# [Work to do]
Extract precisely the lines that run from the line containing "In this exercise you will indicate the leaf surface" to the end of the records below, with both ends included and pictures omitted.

------------------------------------------------------------

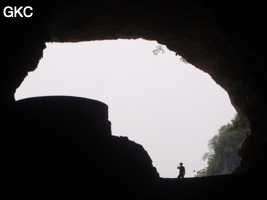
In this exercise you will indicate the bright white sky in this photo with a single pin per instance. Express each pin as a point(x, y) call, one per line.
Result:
point(171, 108)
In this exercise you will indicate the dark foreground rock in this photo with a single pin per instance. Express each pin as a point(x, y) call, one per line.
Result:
point(62, 147)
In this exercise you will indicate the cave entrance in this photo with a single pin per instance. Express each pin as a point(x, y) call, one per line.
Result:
point(159, 101)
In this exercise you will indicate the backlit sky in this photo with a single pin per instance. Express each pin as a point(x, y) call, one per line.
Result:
point(171, 108)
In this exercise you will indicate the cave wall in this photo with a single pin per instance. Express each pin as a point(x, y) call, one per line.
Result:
point(223, 38)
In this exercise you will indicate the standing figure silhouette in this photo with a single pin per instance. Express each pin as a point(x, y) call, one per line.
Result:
point(181, 170)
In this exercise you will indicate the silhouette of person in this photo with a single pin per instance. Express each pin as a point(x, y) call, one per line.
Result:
point(181, 170)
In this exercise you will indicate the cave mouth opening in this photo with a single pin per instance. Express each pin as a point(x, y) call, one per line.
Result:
point(159, 101)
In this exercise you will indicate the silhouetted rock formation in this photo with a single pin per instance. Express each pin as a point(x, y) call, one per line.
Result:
point(226, 39)
point(62, 147)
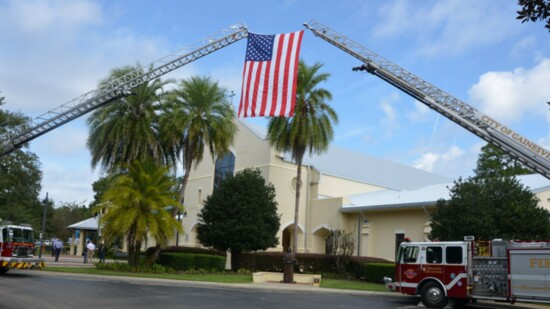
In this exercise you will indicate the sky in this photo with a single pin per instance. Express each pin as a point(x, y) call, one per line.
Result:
point(54, 51)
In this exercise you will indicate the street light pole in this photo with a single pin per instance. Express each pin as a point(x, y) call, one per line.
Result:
point(43, 225)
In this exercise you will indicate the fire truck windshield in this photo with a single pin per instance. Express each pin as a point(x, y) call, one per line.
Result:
point(20, 234)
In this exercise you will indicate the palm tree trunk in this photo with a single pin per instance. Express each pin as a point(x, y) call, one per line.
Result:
point(297, 206)
point(186, 169)
point(235, 260)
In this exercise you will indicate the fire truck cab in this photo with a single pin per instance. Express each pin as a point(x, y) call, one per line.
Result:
point(436, 271)
point(16, 247)
point(464, 270)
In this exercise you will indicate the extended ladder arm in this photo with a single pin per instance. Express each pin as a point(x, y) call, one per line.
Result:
point(492, 131)
point(118, 88)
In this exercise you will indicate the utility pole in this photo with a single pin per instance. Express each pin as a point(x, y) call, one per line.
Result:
point(45, 205)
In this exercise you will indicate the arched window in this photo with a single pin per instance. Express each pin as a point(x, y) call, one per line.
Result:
point(224, 168)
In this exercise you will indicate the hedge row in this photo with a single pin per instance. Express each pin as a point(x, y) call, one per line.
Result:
point(366, 268)
point(189, 261)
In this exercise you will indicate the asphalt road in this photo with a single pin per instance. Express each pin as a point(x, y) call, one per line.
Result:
point(39, 289)
point(42, 289)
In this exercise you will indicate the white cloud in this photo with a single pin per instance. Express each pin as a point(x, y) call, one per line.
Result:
point(507, 96)
point(525, 45)
point(426, 162)
point(430, 160)
point(446, 27)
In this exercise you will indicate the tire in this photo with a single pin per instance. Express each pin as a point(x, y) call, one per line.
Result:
point(460, 302)
point(433, 295)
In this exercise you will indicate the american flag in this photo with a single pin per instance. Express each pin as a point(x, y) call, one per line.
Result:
point(270, 75)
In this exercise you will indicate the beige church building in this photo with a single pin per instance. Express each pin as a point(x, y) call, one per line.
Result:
point(378, 201)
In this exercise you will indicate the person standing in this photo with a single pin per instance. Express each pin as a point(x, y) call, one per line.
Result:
point(57, 247)
point(85, 252)
point(101, 250)
point(91, 249)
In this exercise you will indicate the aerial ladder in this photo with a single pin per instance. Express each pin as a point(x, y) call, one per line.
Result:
point(529, 153)
point(118, 88)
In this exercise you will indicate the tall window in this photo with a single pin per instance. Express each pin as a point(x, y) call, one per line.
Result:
point(224, 168)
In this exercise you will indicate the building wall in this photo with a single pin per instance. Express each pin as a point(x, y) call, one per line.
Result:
point(321, 199)
point(383, 225)
point(334, 186)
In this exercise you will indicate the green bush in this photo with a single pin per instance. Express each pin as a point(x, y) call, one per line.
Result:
point(375, 272)
point(187, 261)
point(142, 268)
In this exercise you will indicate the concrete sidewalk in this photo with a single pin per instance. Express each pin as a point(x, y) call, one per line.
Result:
point(66, 260)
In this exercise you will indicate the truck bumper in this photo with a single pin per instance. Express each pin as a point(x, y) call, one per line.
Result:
point(392, 286)
point(22, 263)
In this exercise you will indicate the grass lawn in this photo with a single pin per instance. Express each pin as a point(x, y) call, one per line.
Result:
point(352, 285)
point(220, 278)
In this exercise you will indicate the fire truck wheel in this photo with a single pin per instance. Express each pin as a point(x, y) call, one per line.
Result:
point(433, 296)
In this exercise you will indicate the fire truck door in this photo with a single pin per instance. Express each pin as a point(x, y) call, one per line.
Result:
point(409, 269)
point(432, 265)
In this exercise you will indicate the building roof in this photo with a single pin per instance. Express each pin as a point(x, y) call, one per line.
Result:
point(88, 224)
point(359, 167)
point(426, 196)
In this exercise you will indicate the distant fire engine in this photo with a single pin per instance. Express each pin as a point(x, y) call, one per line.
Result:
point(16, 248)
point(461, 271)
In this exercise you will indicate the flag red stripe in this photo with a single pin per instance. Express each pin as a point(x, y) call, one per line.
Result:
point(265, 88)
point(295, 75)
point(275, 81)
point(286, 75)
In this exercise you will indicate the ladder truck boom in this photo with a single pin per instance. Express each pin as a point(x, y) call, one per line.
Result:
point(492, 131)
point(118, 88)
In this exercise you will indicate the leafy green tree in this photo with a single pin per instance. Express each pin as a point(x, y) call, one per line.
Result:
point(197, 115)
point(127, 129)
point(240, 216)
point(493, 162)
point(20, 177)
point(534, 10)
point(138, 204)
point(488, 208)
point(309, 130)
point(341, 244)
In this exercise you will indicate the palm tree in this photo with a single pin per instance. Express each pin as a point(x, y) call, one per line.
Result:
point(199, 115)
point(138, 204)
point(310, 129)
point(127, 129)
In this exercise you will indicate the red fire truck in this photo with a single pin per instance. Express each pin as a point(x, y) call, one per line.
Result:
point(460, 271)
point(16, 247)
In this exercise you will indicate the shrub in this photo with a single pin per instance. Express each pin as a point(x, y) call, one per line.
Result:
point(375, 272)
point(187, 261)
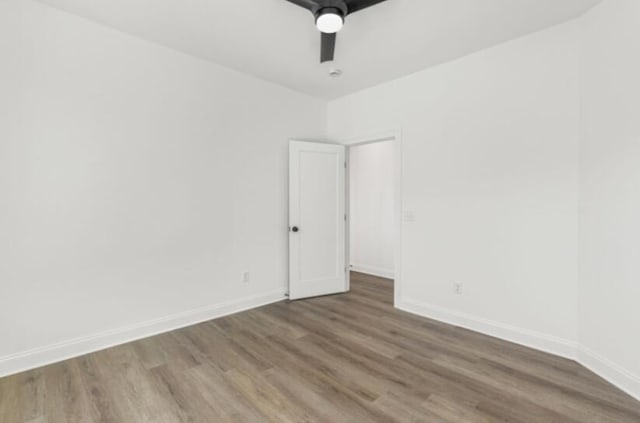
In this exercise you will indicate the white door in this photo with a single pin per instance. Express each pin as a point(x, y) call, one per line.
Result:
point(317, 262)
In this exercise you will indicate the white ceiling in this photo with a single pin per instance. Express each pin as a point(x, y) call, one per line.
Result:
point(277, 41)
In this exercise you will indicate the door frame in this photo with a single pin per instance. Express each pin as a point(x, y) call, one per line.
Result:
point(395, 137)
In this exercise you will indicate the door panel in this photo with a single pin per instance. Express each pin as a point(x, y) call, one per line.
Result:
point(317, 212)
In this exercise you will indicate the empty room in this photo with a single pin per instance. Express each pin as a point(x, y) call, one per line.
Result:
point(319, 211)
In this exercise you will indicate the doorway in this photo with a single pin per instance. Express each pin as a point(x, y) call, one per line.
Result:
point(373, 209)
point(320, 216)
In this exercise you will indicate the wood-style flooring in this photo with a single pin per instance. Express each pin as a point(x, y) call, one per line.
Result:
point(343, 358)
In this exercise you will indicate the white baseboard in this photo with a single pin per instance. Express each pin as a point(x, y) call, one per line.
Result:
point(64, 350)
point(610, 371)
point(605, 368)
point(540, 341)
point(371, 270)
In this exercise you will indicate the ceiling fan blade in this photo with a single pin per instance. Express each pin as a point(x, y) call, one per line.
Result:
point(356, 5)
point(311, 5)
point(327, 47)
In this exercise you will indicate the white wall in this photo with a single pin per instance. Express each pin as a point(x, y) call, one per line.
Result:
point(609, 306)
point(371, 208)
point(135, 183)
point(490, 173)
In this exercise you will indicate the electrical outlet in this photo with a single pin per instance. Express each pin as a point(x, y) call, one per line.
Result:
point(408, 216)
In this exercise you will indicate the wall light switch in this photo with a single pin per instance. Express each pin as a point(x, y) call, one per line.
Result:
point(408, 216)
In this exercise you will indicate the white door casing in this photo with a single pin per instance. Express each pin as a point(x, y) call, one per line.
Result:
point(317, 213)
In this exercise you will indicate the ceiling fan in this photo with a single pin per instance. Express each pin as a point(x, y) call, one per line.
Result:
point(329, 16)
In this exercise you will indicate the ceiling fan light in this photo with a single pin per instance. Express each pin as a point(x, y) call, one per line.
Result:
point(329, 22)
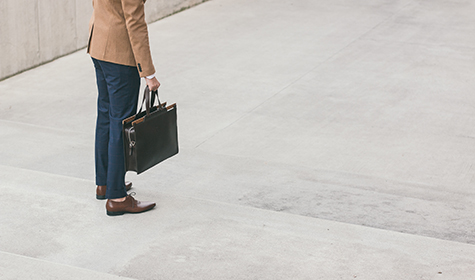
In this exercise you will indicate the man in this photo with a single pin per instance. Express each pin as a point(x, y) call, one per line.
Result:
point(119, 47)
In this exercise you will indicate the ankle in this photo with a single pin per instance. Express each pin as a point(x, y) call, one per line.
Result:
point(121, 199)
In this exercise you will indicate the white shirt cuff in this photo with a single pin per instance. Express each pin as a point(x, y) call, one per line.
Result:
point(151, 76)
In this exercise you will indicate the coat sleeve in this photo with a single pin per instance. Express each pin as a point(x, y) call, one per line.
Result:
point(134, 14)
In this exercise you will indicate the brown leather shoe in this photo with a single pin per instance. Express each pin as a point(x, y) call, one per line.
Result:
point(129, 205)
point(101, 190)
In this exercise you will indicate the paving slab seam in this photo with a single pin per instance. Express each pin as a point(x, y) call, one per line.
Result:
point(363, 177)
point(59, 265)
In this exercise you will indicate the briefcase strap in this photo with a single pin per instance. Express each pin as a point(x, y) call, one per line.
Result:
point(149, 100)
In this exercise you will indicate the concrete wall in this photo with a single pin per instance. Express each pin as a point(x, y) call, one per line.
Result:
point(33, 32)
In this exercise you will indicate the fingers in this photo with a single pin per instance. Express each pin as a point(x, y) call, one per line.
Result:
point(153, 84)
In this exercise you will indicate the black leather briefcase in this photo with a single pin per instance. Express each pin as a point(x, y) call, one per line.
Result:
point(150, 137)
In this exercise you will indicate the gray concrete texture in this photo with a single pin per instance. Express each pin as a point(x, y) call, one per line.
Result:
point(33, 32)
point(319, 140)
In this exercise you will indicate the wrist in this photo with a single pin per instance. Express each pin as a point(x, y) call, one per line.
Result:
point(151, 76)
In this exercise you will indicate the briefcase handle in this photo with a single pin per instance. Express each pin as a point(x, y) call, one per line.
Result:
point(149, 100)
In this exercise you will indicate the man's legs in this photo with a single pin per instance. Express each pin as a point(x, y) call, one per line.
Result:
point(118, 87)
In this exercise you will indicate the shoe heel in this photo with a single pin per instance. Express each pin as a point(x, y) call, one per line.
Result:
point(109, 213)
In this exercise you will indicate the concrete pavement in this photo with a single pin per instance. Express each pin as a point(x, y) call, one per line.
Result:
point(319, 140)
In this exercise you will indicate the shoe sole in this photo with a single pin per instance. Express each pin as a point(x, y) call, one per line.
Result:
point(114, 213)
point(110, 213)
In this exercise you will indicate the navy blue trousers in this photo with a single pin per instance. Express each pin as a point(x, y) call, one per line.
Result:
point(118, 87)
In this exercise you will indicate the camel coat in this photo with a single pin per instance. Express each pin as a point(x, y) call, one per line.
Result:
point(118, 33)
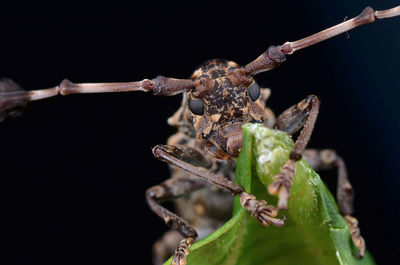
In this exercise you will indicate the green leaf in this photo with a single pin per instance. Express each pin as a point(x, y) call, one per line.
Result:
point(314, 232)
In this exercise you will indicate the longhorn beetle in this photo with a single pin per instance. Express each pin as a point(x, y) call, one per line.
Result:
point(219, 97)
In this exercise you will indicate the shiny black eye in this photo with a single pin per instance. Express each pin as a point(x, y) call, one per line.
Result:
point(196, 106)
point(254, 91)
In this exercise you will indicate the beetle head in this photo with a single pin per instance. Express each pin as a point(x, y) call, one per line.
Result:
point(223, 99)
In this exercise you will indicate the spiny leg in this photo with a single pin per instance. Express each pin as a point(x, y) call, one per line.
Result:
point(303, 114)
point(166, 245)
point(326, 159)
point(264, 213)
point(167, 190)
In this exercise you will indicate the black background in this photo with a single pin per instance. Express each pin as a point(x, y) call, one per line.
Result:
point(75, 169)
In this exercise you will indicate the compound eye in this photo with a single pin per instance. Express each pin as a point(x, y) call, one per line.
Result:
point(196, 106)
point(254, 91)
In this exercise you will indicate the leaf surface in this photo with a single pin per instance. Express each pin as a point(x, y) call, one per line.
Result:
point(314, 233)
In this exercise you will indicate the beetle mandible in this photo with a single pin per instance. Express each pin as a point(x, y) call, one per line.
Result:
point(218, 99)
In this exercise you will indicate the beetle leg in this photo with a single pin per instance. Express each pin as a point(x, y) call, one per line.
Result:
point(168, 190)
point(326, 159)
point(303, 114)
point(259, 209)
point(166, 245)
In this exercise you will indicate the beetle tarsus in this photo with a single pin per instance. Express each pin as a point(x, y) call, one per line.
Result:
point(182, 251)
point(265, 214)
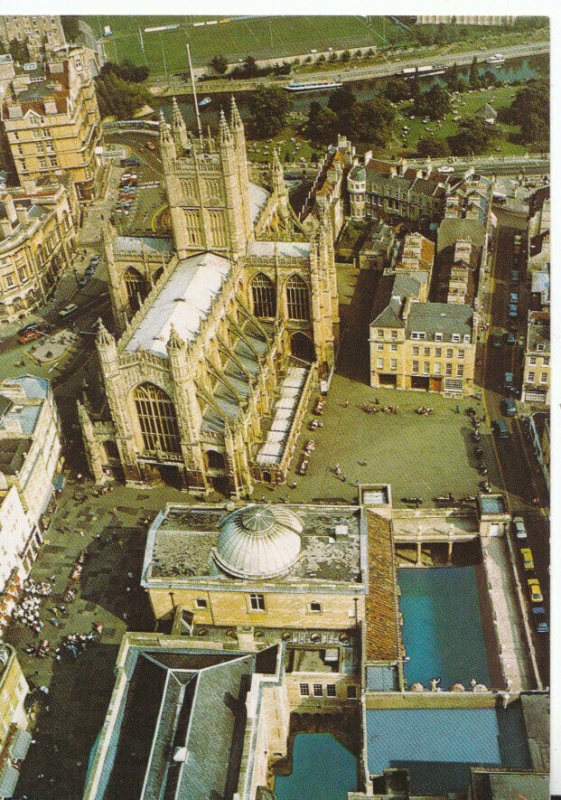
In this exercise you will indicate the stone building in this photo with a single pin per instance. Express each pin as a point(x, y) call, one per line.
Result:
point(41, 33)
point(420, 345)
point(14, 738)
point(52, 124)
point(37, 241)
point(224, 329)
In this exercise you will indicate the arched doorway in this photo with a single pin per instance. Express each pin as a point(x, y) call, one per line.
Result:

------------------------------------------------------------

# [Full output]
In this exercise you will indicate the leaf surface in this photo with a single pin per instance. Express each pin as a point(x, y) call, one per line.
Result:
point(314, 233)
In this exercise you will indicate the beetle mandible in this photo with a single pin per instance. Express each pin as a point(x, y) call, one per line.
Result:
point(218, 99)
In this exercise you will indicate the beetle leg in this photo with a single pin per instance. Express each pin as a point(x, y) call, one per line.
Result:
point(168, 190)
point(326, 159)
point(303, 114)
point(259, 209)
point(166, 245)
In this exercise you will indicate the beetle tarsus in this photo with a single pin per instance. Express each pin as a point(x, y) call, one per line.
Result:
point(182, 251)
point(265, 214)
In this exercise you will indicate the stone building in this photo with a single pin per instance. Express each pin as a point(x, y) call, one per line.
Result:
point(41, 33)
point(420, 345)
point(14, 738)
point(52, 124)
point(37, 241)
point(224, 329)
In this exercise you will indicate the arched doorway in this photo with a single pin per instance. Express each pin as a point(x, y) call, one per line.
Result:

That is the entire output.